■ **The request**
Rescale the records below. Reproduce every line, requests included, but multiply each point coordinate in the answers by 0.4 and round to the nearest whole number, rounding halves up.

────────

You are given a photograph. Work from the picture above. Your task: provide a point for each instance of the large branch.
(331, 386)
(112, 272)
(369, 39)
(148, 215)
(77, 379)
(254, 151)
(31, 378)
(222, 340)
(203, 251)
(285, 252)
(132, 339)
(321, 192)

────────

■ **Response for this exercise**
You are given a photograph. Work from the picture above. Your task: provide a point for each instance of the large branch.
(132, 154)
(45, 109)
(148, 16)
(59, 86)
(31, 152)
(102, 60)
(12, 151)
(89, 136)
(81, 100)
(114, 101)
(53, 136)
(128, 77)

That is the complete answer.